» The problem
Keep every word of the entries and print them exactly; the pictures stay out.

» Information shown
+---+

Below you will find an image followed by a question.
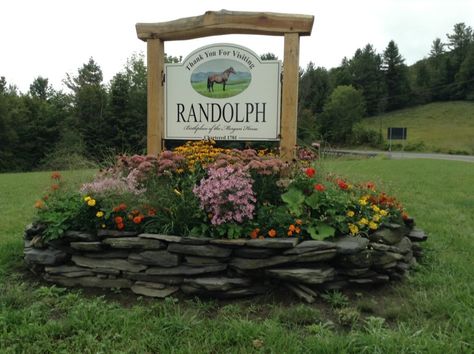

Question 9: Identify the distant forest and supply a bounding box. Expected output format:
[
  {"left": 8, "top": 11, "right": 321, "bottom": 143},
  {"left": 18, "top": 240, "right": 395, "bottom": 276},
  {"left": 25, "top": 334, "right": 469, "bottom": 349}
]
[{"left": 1, "top": 23, "right": 473, "bottom": 172}]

+---+

» Answer to this exercise
Below you will find an image followed by a question.

Question 9: Identify the distant forest and supply a bounding box. Expected output format:
[
  {"left": 8, "top": 11, "right": 321, "bottom": 143},
  {"left": 18, "top": 240, "right": 395, "bottom": 276},
  {"left": 25, "top": 334, "right": 469, "bottom": 349}
]
[{"left": 1, "top": 23, "right": 473, "bottom": 172}]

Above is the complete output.